Problem requirements:
Using the entries that follow, state how many lines contain "mountain", with no other words.

┄┄┄┄┄┄┄┄┄┄┄┄┄┄┄┄┄┄┄┄

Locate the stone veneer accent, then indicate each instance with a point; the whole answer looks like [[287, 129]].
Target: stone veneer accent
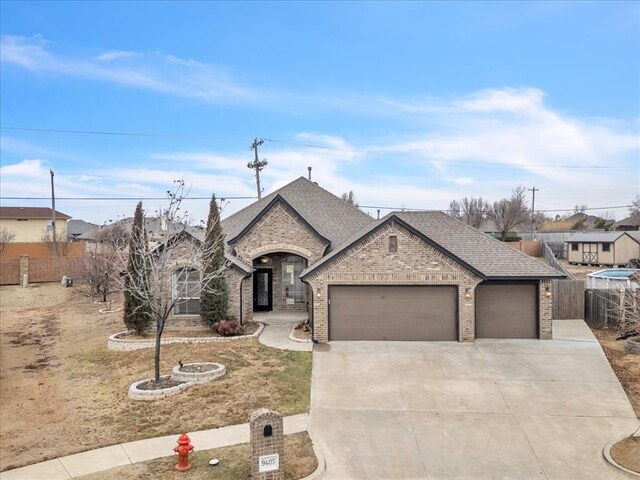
[[261, 445], [369, 262]]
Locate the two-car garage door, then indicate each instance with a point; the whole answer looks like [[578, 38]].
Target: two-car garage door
[[430, 312], [393, 313]]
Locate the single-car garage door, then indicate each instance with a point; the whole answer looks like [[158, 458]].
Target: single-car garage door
[[392, 313], [506, 311]]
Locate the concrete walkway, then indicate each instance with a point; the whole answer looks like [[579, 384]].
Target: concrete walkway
[[507, 409], [277, 330], [139, 451]]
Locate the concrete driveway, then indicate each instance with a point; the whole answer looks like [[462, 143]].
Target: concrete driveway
[[494, 409]]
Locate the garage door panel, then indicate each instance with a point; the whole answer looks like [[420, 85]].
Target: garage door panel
[[506, 311], [392, 313]]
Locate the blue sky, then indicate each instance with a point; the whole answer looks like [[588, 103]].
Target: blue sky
[[415, 103]]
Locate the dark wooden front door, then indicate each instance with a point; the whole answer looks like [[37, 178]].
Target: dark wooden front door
[[590, 253], [262, 290]]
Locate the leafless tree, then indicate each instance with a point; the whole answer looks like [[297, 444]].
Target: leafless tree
[[6, 237], [114, 237], [350, 198], [634, 211], [471, 210], [152, 279], [62, 241], [98, 273], [509, 213]]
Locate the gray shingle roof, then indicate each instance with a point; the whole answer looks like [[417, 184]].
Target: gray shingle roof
[[330, 216], [490, 258], [595, 237]]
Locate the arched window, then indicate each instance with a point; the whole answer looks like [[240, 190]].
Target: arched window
[[186, 290]]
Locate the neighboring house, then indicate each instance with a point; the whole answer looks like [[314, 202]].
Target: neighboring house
[[407, 276], [29, 223], [627, 224], [77, 227], [606, 248]]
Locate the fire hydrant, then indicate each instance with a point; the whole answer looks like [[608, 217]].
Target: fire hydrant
[[183, 449]]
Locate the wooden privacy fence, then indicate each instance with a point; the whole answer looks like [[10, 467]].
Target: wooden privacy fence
[[568, 299], [600, 307]]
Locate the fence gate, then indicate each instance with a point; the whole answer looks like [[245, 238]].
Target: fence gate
[[568, 299]]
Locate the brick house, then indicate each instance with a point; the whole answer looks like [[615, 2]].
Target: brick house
[[407, 276]]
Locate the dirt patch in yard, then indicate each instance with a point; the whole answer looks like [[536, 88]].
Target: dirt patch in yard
[[625, 365], [62, 391], [299, 461]]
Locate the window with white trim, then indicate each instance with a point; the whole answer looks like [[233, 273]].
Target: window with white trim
[[186, 289]]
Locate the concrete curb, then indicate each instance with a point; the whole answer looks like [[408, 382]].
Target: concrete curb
[[606, 452], [294, 339], [119, 344]]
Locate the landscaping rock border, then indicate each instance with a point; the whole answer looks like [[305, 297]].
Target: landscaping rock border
[[121, 344], [149, 395], [293, 338], [198, 377], [607, 455]]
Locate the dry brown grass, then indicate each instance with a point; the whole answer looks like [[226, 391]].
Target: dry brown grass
[[299, 461], [625, 365], [62, 391]]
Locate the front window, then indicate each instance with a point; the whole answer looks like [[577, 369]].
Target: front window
[[293, 291], [186, 290]]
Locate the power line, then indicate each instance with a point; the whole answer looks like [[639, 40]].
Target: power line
[[326, 149]]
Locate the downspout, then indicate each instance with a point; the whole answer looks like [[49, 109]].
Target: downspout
[[313, 320]]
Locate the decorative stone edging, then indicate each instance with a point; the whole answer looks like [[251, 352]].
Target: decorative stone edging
[[106, 310], [121, 344], [149, 395], [632, 346], [198, 377], [607, 455], [293, 338]]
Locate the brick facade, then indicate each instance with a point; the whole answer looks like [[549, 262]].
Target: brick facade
[[369, 262], [279, 230]]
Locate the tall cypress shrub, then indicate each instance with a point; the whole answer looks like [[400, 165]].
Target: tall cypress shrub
[[137, 312], [214, 298]]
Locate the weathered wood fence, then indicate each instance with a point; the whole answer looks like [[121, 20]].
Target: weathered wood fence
[[600, 307], [568, 299]]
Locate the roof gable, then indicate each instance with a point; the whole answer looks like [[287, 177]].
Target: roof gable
[[485, 256], [331, 217], [276, 199]]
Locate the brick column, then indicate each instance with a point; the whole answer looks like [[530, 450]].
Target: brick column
[[24, 269], [267, 445]]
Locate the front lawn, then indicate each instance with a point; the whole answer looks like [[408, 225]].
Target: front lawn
[[63, 392]]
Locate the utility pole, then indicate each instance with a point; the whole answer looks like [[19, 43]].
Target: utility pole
[[53, 218], [257, 165], [533, 209]]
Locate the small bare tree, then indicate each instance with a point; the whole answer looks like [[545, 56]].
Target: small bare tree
[[471, 210], [154, 277], [510, 213], [6, 237], [62, 241]]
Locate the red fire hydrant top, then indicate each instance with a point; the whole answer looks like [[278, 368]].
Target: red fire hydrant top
[[183, 449]]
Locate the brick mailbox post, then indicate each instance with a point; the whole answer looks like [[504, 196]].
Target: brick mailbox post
[[267, 445]]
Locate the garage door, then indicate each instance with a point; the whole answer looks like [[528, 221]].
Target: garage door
[[392, 313], [506, 311]]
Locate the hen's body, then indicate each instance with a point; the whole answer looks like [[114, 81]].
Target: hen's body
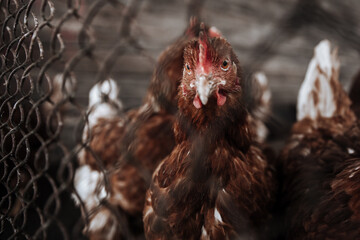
[[321, 160], [129, 147], [216, 183]]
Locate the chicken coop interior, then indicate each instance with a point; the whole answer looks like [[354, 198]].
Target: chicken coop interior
[[53, 52]]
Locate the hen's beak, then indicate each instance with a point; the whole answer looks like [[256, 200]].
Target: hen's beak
[[204, 86]]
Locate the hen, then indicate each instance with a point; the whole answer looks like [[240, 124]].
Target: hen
[[216, 183], [128, 147], [321, 160]]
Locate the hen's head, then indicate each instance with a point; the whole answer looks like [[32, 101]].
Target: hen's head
[[211, 74]]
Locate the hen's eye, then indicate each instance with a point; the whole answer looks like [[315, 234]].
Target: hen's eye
[[188, 69], [225, 65]]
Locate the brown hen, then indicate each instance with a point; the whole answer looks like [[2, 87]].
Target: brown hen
[[321, 159], [216, 183], [124, 150]]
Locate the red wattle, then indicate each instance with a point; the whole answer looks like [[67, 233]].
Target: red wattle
[[197, 102]]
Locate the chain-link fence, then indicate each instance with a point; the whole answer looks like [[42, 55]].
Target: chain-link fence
[[53, 52]]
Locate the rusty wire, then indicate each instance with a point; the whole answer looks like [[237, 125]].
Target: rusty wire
[[36, 165]]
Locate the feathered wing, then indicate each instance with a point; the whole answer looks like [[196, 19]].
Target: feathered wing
[[321, 94], [102, 129], [321, 158]]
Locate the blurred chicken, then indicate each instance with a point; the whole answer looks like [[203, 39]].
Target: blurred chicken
[[216, 183], [321, 159], [128, 147]]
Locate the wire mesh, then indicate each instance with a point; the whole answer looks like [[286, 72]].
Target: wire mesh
[[52, 52]]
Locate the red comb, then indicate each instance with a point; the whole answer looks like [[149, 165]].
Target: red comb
[[203, 43]]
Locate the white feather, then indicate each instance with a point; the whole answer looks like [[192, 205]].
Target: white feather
[[321, 68], [100, 109]]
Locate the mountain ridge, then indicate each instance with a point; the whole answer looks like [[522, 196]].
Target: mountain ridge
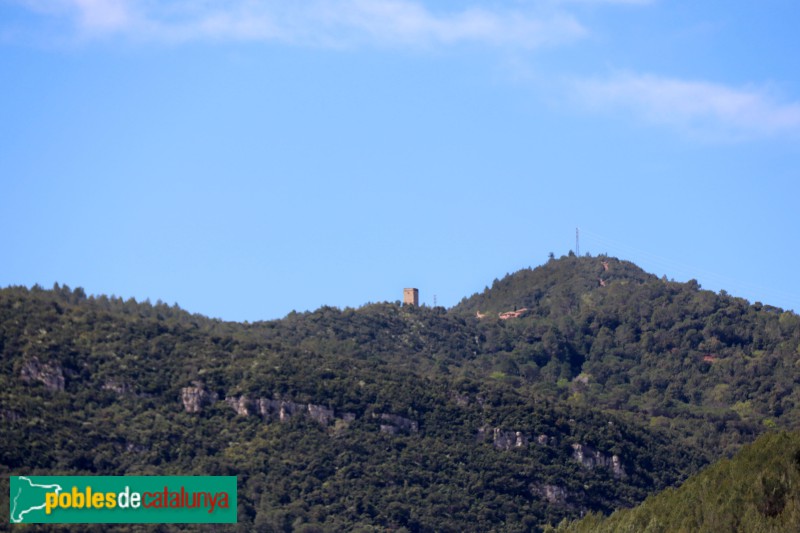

┄┄┄┄┄┄┄┄┄┄┄┄┄┄┄┄┄┄┄┄

Response to this task:
2